→ What this task involves:
Please output the data below exactly as given, starting at its first line and stopping after the line that contains "Detect: white ford expedition suv".

Dataset entries

---

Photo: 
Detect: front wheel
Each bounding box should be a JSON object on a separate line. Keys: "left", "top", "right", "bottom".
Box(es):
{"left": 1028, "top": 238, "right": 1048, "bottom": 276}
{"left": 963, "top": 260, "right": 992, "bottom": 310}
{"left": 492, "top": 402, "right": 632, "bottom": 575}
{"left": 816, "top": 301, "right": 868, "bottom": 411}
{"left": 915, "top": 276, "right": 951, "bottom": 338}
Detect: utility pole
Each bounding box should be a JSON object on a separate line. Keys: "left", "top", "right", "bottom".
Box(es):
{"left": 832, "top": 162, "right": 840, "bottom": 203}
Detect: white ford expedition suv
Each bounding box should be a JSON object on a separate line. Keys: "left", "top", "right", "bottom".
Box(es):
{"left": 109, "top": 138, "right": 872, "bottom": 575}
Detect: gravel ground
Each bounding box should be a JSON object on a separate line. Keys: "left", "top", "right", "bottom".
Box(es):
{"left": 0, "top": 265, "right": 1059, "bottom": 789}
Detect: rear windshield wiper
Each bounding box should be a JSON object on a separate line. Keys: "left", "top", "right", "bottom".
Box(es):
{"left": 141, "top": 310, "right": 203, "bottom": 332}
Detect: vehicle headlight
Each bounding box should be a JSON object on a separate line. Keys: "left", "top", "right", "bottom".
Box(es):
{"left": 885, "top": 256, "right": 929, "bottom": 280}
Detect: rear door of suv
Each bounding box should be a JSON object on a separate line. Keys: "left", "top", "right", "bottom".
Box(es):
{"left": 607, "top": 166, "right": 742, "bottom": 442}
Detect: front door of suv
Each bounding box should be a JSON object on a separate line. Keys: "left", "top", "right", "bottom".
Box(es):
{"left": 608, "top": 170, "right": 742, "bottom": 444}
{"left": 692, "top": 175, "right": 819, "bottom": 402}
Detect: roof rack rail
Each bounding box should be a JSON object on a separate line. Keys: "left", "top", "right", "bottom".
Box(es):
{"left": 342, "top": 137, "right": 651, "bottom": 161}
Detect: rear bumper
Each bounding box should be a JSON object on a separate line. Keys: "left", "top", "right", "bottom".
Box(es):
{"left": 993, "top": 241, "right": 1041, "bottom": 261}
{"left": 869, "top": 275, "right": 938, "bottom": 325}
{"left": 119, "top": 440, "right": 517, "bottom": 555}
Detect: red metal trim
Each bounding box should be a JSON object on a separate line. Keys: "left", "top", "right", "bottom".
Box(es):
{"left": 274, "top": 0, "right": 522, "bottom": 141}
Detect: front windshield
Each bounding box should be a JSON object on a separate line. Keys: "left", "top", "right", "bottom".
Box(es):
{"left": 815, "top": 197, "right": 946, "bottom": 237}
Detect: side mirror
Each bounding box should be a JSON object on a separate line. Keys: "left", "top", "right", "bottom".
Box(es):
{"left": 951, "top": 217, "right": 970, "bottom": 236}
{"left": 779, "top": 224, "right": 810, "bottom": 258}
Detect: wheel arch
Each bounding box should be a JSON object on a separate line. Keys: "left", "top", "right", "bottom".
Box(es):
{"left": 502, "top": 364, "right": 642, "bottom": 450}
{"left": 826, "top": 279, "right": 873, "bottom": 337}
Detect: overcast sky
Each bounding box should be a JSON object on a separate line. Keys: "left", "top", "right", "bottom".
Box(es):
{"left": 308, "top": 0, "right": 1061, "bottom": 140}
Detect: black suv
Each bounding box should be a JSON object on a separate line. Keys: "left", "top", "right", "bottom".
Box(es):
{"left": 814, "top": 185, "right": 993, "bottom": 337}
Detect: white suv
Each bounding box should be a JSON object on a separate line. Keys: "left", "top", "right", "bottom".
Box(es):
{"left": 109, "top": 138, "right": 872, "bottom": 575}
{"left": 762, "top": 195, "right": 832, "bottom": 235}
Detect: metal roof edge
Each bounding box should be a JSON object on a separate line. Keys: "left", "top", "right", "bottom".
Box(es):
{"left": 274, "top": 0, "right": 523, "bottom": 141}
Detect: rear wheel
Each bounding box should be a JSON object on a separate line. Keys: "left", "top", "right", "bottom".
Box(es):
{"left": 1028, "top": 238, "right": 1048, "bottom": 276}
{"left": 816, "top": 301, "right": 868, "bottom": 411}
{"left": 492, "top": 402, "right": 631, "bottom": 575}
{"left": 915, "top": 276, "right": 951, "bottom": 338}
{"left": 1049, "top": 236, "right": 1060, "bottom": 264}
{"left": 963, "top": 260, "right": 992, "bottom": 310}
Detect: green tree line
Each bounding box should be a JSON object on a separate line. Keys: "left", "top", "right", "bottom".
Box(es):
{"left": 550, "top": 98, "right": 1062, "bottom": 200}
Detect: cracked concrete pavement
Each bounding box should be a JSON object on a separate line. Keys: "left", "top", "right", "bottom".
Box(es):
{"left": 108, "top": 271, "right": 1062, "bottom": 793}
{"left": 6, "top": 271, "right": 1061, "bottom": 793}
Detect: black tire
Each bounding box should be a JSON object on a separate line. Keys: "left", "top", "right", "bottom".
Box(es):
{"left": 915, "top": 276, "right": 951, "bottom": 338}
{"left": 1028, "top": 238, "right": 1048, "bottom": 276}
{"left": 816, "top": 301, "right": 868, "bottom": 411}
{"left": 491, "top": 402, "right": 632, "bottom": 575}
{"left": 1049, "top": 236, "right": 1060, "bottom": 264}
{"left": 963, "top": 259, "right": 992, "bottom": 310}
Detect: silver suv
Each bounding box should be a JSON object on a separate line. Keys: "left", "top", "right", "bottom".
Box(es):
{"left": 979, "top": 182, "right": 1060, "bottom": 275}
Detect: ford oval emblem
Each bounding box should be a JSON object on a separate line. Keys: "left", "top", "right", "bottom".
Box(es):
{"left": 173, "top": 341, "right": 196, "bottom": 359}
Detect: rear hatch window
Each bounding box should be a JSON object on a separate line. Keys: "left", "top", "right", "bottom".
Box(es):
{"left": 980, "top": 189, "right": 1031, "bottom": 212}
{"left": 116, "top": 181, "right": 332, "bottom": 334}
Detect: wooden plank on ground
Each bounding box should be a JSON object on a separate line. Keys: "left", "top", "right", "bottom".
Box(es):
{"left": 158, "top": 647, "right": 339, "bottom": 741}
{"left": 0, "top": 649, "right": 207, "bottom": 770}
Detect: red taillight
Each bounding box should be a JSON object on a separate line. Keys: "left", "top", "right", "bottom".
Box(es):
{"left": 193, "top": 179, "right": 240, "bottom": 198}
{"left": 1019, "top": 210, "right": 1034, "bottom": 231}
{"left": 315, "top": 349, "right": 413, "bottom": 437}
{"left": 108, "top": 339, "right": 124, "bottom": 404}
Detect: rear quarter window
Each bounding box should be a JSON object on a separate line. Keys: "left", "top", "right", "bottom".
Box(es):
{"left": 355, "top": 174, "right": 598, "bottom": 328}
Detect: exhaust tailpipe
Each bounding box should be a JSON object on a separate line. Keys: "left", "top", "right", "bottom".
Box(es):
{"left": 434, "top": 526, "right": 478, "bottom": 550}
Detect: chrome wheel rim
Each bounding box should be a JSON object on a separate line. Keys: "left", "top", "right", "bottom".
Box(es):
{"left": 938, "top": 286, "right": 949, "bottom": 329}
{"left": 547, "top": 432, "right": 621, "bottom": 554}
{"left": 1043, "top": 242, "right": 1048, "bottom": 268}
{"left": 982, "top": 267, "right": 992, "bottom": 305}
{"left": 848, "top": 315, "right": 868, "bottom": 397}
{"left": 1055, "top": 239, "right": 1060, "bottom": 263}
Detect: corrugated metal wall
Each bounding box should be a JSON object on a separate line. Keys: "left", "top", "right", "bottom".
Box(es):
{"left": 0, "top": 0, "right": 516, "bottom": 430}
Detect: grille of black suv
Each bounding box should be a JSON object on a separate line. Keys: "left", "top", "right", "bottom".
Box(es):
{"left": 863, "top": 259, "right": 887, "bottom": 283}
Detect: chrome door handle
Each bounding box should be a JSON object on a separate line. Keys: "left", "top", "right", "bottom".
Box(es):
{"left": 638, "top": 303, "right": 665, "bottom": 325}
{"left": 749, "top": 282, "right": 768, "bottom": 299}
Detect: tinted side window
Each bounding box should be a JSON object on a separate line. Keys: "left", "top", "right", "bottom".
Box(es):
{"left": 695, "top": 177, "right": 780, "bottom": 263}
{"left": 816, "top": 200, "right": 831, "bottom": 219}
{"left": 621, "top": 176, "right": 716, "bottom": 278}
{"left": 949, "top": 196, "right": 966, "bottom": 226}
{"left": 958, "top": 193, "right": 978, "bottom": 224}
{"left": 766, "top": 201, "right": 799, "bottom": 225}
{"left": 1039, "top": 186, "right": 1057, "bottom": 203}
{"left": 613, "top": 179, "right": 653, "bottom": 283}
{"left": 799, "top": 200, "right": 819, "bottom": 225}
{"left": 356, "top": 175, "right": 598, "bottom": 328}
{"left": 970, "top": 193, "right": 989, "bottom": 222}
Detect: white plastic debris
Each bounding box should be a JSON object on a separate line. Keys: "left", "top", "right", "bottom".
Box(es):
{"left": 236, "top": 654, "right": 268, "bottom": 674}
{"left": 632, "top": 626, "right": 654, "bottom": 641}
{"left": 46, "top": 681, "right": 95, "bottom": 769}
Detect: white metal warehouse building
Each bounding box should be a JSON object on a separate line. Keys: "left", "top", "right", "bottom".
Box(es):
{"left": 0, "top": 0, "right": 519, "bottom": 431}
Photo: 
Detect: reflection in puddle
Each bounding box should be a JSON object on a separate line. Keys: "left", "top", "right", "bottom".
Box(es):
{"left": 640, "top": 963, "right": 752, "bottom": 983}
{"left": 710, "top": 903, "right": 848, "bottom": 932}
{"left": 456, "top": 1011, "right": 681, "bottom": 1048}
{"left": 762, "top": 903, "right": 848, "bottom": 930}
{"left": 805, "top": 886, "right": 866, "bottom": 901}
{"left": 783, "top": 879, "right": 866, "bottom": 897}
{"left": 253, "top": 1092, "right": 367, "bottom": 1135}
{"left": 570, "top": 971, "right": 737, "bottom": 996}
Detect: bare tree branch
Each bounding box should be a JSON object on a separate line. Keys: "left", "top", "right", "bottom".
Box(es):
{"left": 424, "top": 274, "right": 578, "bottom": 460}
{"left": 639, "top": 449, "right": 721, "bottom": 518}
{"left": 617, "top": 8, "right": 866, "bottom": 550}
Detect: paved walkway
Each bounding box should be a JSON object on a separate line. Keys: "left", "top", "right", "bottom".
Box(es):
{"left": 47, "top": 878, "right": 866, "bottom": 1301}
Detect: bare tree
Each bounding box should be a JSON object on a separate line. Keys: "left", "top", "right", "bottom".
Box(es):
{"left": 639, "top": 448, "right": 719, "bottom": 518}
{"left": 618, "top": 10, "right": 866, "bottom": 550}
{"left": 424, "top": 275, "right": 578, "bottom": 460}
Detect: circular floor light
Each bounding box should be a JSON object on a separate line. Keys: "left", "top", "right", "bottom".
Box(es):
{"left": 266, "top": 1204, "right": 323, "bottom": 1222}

---

→ Your solution:
Photo: 
Detect: front wheel
Each bounding box should be a JSON object on a separate line. Keys: "left", "top", "right", "bottom".
Box(es):
{"left": 1028, "top": 238, "right": 1048, "bottom": 276}
{"left": 963, "top": 260, "right": 992, "bottom": 310}
{"left": 492, "top": 402, "right": 632, "bottom": 575}
{"left": 816, "top": 301, "right": 868, "bottom": 411}
{"left": 915, "top": 276, "right": 951, "bottom": 338}
Detect: utility pole
Each bounding box should be a JSON object on a separate line. Keys: "left", "top", "right", "bottom".
Box(es):
{"left": 832, "top": 162, "right": 840, "bottom": 203}
Detect: white ford expedition suv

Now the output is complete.